**Try it**
All of the records must come back exactly as they were given.
————
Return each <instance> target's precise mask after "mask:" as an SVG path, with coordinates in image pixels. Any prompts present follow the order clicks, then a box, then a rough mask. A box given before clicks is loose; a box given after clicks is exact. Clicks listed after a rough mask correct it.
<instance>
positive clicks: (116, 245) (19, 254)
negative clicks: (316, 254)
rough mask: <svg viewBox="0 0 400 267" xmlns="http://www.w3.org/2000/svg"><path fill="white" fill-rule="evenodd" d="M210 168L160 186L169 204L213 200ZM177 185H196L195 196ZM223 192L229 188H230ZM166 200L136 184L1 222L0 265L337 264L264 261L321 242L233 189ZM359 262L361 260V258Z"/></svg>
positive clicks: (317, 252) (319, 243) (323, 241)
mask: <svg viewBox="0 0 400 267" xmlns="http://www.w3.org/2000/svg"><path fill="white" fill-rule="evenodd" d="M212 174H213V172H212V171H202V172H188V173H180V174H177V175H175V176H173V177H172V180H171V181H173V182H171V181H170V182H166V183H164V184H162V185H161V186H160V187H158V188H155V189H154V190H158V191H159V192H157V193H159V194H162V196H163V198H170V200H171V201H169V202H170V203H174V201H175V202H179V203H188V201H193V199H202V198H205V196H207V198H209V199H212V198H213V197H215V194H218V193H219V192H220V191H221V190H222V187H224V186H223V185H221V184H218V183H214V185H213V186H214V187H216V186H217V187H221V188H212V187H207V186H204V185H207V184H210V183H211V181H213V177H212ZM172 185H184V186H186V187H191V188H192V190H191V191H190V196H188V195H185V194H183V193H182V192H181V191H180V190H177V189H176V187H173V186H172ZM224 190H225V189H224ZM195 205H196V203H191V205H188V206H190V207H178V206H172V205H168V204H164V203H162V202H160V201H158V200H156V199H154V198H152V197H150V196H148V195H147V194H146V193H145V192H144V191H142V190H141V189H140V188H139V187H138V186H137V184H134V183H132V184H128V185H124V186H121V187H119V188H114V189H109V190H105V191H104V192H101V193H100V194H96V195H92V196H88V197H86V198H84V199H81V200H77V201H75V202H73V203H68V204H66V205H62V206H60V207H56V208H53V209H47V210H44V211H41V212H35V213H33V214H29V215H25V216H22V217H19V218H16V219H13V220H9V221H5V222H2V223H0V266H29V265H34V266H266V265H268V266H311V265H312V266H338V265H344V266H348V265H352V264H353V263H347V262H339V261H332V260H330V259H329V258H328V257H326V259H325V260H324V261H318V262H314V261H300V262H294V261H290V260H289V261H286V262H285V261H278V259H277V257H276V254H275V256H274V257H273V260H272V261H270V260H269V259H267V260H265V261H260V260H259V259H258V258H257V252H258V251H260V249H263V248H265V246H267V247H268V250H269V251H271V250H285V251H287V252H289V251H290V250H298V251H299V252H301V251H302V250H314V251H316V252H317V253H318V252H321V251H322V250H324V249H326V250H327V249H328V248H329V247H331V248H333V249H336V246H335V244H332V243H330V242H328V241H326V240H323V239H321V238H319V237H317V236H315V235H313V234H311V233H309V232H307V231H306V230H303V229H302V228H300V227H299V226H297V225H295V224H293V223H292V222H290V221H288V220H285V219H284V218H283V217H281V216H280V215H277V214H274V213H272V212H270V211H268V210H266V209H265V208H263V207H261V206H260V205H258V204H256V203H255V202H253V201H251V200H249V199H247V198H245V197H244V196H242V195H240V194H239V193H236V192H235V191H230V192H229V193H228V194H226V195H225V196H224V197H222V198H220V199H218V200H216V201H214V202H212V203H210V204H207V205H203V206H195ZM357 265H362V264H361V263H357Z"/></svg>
————
**Exercise response**
Return each <instance> target's precise mask after "mask:" as an SVG path, with coordinates in image pixels. Any prompts present follow the order clicks, then a box, then a rough mask. A box given before clicks is loose; a box given after clicks is exact. Clicks listed after a rough mask correct it.
<instance>
positive clicks: (116, 245) (19, 254)
negative clicks: (316, 254)
rough mask: <svg viewBox="0 0 400 267" xmlns="http://www.w3.org/2000/svg"><path fill="white" fill-rule="evenodd" d="M210 168L160 186L169 204L213 200ZM177 185H196L195 196ZM223 192L229 188H230ZM166 200L136 184L1 222L0 265L337 264L264 261L321 242L233 189ZM359 262L361 260V258Z"/></svg>
positive clicks: (317, 252) (319, 243) (323, 241)
mask: <svg viewBox="0 0 400 267" xmlns="http://www.w3.org/2000/svg"><path fill="white" fill-rule="evenodd" d="M212 174H213V172H212V171H202V172H188V173H180V174H177V175H175V176H173V177H172V180H171V181H173V182H171V181H170V182H166V183H164V184H162V185H161V186H160V187H158V188H155V189H154V190H158V191H159V192H157V193H159V194H162V196H163V198H170V200H171V201H169V202H170V203H174V201H175V202H179V203H188V201H193V199H202V198H205V196H207V198H209V199H212V198H213V197H215V194H218V193H219V192H220V191H221V190H222V187H224V186H223V185H221V184H218V183H214V185H213V186H214V187H216V186H217V187H221V188H212V187H207V186H204V185H207V184H210V183H211V181H213V177H212ZM172 185H184V186H186V187H191V188H192V190H191V191H190V196H188V195H185V194H183V193H182V192H181V191H180V190H177V189H176V187H173V186H172ZM224 190H225V189H224ZM195 205H196V203H191V205H188V206H190V207H178V206H172V205H168V204H164V203H162V202H160V201H158V200H156V199H154V198H152V197H150V196H148V195H147V194H146V193H145V192H144V191H142V190H141V189H140V188H139V187H138V186H137V184H134V183H132V184H128V185H124V186H121V187H119V188H114V189H109V190H105V191H104V192H101V193H100V194H96V195H92V196H88V197H86V198H84V199H81V200H77V201H75V202H73V203H68V204H66V205H62V206H60V207H56V208H53V209H47V210H44V211H41V212H35V213H33V214H29V215H25V216H22V217H19V218H16V219H13V220H9V221H5V222H2V223H0V266H29V265H34V266H266V265H268V266H311V265H312V266H338V265H344V266H348V265H352V264H353V263H347V262H339V261H332V260H330V259H329V258H328V257H326V259H325V260H324V261H318V262H314V261H300V262H294V261H290V260H289V261H286V262H285V261H278V259H277V257H276V254H275V256H274V257H273V260H272V261H270V260H269V259H267V260H265V261H260V260H259V259H258V258H257V252H258V251H260V249H263V248H265V246H267V247H268V250H269V251H271V250H285V251H287V252H289V251H290V250H298V251H299V252H301V251H302V250H314V251H316V252H317V253H318V252H321V251H322V250H324V249H326V250H327V249H328V248H329V247H331V248H333V249H336V246H335V244H332V243H330V242H328V241H326V240H323V239H321V238H319V237H317V236H315V235H313V234H311V233H309V232H307V231H306V230H303V229H302V228H300V227H299V226H297V225H295V224H293V223H292V222H290V221H288V220H285V219H284V218H283V217H281V216H280V215H277V214H274V213H272V212H270V211H268V210H266V209H265V208H263V207H261V206H260V205H258V204H256V203H255V202H253V201H251V200H249V199H247V198H245V197H244V196H242V195H240V194H239V193H236V192H235V191H230V192H229V193H228V194H226V195H225V196H224V197H222V198H220V199H218V200H216V201H214V202H212V203H210V204H207V205H203V206H195ZM357 265H362V264H361V263H357Z"/></svg>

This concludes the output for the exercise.